(Excerpts from a dataset on pointing at objects)
+-------+

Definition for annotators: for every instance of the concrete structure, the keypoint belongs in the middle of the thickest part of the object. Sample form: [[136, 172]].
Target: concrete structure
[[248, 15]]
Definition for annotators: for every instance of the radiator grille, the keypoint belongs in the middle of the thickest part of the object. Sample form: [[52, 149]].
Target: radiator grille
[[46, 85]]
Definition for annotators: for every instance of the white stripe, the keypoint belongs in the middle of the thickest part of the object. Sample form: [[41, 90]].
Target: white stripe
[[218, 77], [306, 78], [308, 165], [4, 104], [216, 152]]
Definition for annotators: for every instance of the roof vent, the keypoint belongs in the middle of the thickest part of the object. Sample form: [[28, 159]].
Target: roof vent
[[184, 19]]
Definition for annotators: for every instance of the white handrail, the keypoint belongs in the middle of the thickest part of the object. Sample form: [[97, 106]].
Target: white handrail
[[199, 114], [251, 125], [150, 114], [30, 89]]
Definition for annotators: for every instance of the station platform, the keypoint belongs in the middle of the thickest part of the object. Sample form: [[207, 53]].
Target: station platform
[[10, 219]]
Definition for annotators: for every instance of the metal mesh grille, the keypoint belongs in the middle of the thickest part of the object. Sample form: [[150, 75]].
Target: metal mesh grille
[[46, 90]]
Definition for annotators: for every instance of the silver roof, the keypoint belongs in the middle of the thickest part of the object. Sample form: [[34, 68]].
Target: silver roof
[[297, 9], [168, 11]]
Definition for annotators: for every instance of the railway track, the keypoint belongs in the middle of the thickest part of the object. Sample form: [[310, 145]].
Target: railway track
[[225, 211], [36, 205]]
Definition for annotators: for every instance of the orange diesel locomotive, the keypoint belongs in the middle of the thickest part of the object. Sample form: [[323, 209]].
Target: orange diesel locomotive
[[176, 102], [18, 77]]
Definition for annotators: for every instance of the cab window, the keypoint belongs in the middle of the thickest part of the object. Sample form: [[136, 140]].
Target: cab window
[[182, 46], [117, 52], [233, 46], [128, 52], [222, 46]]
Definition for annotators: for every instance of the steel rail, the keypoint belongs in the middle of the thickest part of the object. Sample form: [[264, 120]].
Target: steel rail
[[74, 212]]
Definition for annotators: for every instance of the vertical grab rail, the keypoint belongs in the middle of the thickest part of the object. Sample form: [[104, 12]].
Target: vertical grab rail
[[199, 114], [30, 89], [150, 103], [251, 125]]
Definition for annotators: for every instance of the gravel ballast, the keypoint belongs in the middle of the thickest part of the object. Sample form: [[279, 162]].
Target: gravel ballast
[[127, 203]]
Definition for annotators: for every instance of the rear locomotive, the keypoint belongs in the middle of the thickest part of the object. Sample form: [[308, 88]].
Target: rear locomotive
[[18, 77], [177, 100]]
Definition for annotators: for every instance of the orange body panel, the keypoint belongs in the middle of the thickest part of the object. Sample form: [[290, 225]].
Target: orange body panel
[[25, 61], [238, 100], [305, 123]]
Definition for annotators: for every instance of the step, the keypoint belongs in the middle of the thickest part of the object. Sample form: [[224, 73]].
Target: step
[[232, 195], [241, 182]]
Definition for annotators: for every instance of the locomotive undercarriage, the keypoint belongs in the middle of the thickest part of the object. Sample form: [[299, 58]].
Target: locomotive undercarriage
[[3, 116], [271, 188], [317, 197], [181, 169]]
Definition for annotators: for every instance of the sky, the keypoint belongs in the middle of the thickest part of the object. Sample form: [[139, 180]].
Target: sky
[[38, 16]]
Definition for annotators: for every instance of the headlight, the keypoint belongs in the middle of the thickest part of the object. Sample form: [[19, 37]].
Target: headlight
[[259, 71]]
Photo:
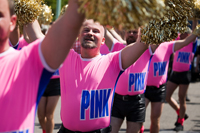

+-------+

__Task objective__
Reproduce all of the material above word for word, leaving out the picture.

__Full response__
Definition for annotators: for every instance of the concrete structure, the keypoint belongs in the middle of the thickest part of the object. Sample form: [[136, 172]].
Target: concrete structure
[[248, 15]]
Definition for annotators: for every instance of the radiator grille, the keypoint belongs in the middle of the thickest part of the object. Sample form: [[52, 149]].
Target: radiator grille
[[46, 85]]
Definition for annotators: for every instance of the white stripe, the keypoint belongs in the middle of the thickest part of the object. Sample form: [[41, 90]].
Target: white stripe
[[218, 77], [306, 78], [308, 165], [4, 104], [216, 152]]
Definition for annotators: for every instance of the roof vent, the keypoint belongs in the middle of the thickest part of the object. Sample form: [[28, 159]].
Target: roof vent
[[184, 19]]
Definition for annotators: for every instance of the white handrail, the keypoint belongs in the middle of the thickest part of the object. Sample form: [[97, 106]].
Target: white handrail
[[199, 114], [251, 125], [150, 114], [30, 89]]
Definition for annotators: for every instance of the station platform, the keypoint belongs in the middle of the thickest part of the object. Sample form: [[207, 53]].
Target: station platform
[[10, 219]]
Definition for annotators: for every instance of the metal mesh grille, the keypoint belongs in the middle of the thickest part of the object. Sample form: [[150, 75]].
Target: metal mesh grille
[[46, 90]]
Definition for annotators: for every instance of the silver roof, the keypoint belongs in the middle of the thickest part of the object. Sample form: [[34, 68]].
Target: silver roof
[[297, 9], [168, 11]]
Definition for annotators: for every instance of the railway track, the keypoint belongs in the middle of the thickest part of the object. Sample form: [[310, 145]].
Target: railway track
[[225, 211], [36, 205]]
Definition for annotators: for every instance of the orange diesel locomotive, the keypoint belongs in the middle of the thickest part of the object. Sample form: [[323, 209]].
Target: orange diesel locomotive
[[176, 102], [18, 77]]
Definition for annotators: for every instance of the cab window, the keypoint belongs in the middle of the thickest part of the object. Sample form: [[136, 140]].
Target: cab window
[[182, 46], [117, 52], [233, 46], [128, 52], [222, 46]]
Definition for annotators: for every instance of the steel rail, the keypoint belongs in the middle of the thickest part of the object. Sample form: [[264, 120]].
Target: steel rail
[[74, 212]]
Definition for annotators: for every instance of the vertical grab rail, the keypoint belongs in the middle of the thickest part of the object. Sample form: [[104, 12]].
Target: vertical grab rail
[[199, 114], [30, 89], [150, 103], [251, 125]]
Definition for annotators: for every instance of the gravel ballast, the keypoint belongs in the middle of the thickest part of the object. Sample form: [[279, 162]].
Target: gravel ballast
[[127, 203]]
Definition for annotators: for every instance of the rear locomotive, the keypoint belongs in the middle of the thickest part of the object. Sample form: [[308, 88]].
Target: rear locomotive
[[18, 77], [177, 100]]
Definition for annotators: for every instance of the orange body panel, the keypoint belongs in the middle of the thickest part of the object. Sample form: [[290, 225]].
Target: orange body panel
[[25, 61], [238, 100], [305, 123]]
Definition for annotators: for every instance of the step, the keypoint belongs in the middle of the thickest part of the object. Sample form: [[224, 73]].
Target: step
[[232, 195], [241, 182]]
Definition for annotators: for every instance of the locomotive undercarriage, the keypoint belongs in the middle of the thickest part of the object. Sample form: [[299, 58]].
Target: locomotive undercarriage
[[3, 116], [271, 188], [317, 197], [181, 169]]
Definition for annotators: for every instance of the sky, the keypoint belongs in the middle of the thickest part of the object. Sample form: [[139, 180]].
Target: sky
[[38, 16]]
Definition for annotators: for every instance of the headlight, the keypoint belongs in the middle of the thickest part of the object. Sample form: [[19, 37]].
Target: headlight
[[259, 71]]
Photo:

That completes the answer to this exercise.